**Exercise:** Copy the material below, changing each "visual detection system" to "object locator" and leaving everything else as it is. Leave the pictures out of your copy.

--- Begin Input material ---

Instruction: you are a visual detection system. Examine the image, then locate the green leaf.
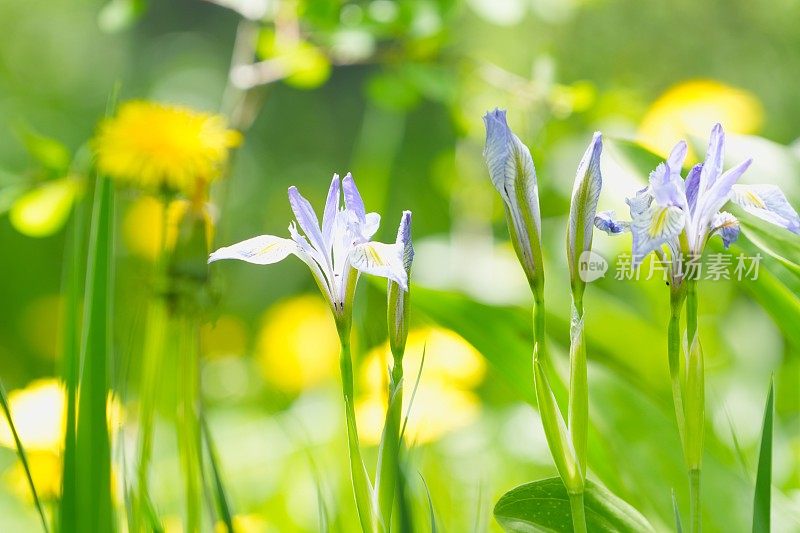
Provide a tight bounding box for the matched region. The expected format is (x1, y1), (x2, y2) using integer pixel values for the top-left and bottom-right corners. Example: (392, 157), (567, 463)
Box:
(58, 195), (86, 531)
(200, 415), (236, 533)
(672, 489), (683, 533)
(97, 0), (147, 33)
(75, 172), (115, 531)
(753, 382), (775, 533)
(419, 474), (439, 533)
(8, 177), (80, 237)
(20, 126), (72, 177)
(0, 383), (49, 533)
(494, 477), (654, 533)
(412, 285), (536, 405)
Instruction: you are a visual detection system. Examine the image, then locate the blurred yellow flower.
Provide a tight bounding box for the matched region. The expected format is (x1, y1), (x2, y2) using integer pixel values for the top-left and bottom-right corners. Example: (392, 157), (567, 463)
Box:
(200, 315), (247, 357)
(214, 514), (269, 533)
(0, 378), (123, 454)
(94, 101), (241, 196)
(4, 451), (62, 503)
(356, 327), (486, 444)
(0, 378), (66, 452)
(638, 80), (764, 155)
(122, 196), (214, 260)
(8, 176), (81, 237)
(0, 378), (122, 500)
(256, 294), (339, 393)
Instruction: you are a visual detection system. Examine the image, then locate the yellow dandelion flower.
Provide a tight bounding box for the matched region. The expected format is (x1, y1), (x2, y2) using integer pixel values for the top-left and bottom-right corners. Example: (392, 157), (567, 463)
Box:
(94, 101), (241, 196)
(255, 294), (339, 393)
(638, 80), (764, 155)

--- End Input material ---

**Right answer:**
Instruction: you are a object locator. Examine the image, then locate the green leaf.
Provide a tight bounding box for the matched region. The expected format is (x1, y1), (x2, y2) using integer pixel values for the top-left and bottom-right corners. Example: (392, 157), (567, 463)
Box:
(58, 195), (86, 531)
(200, 415), (236, 533)
(672, 489), (683, 533)
(97, 0), (147, 33)
(75, 172), (115, 531)
(753, 382), (775, 533)
(419, 474), (439, 533)
(8, 177), (80, 237)
(20, 126), (72, 177)
(0, 383), (49, 533)
(494, 477), (654, 533)
(412, 285), (536, 405)
Instruction: you are a object locator. Examine the image, then locate the blurred yellow flower.
Provide a tight bounding box for the matched region. The expected format is (x1, y1), (x2, y2) using integer pixel values for the top-left and bottom-right corners. Example: (392, 157), (567, 463)
Box:
(200, 315), (247, 357)
(214, 514), (269, 533)
(0, 378), (123, 454)
(94, 101), (241, 196)
(4, 451), (62, 503)
(356, 327), (486, 444)
(0, 378), (66, 452)
(638, 80), (764, 155)
(122, 196), (214, 260)
(8, 176), (81, 237)
(0, 378), (122, 500)
(256, 294), (339, 393)
Instruction: you are a object locator. Examine the image, then locate the yellow dandelion flower.
Provide a tight bounding box for the matched region. The expected format is (x1, y1), (x2, y2) using integer pixel values for the top-left and bottom-right corners. Example: (392, 157), (567, 463)
Box:
(94, 101), (241, 196)
(255, 294), (339, 393)
(638, 80), (764, 155)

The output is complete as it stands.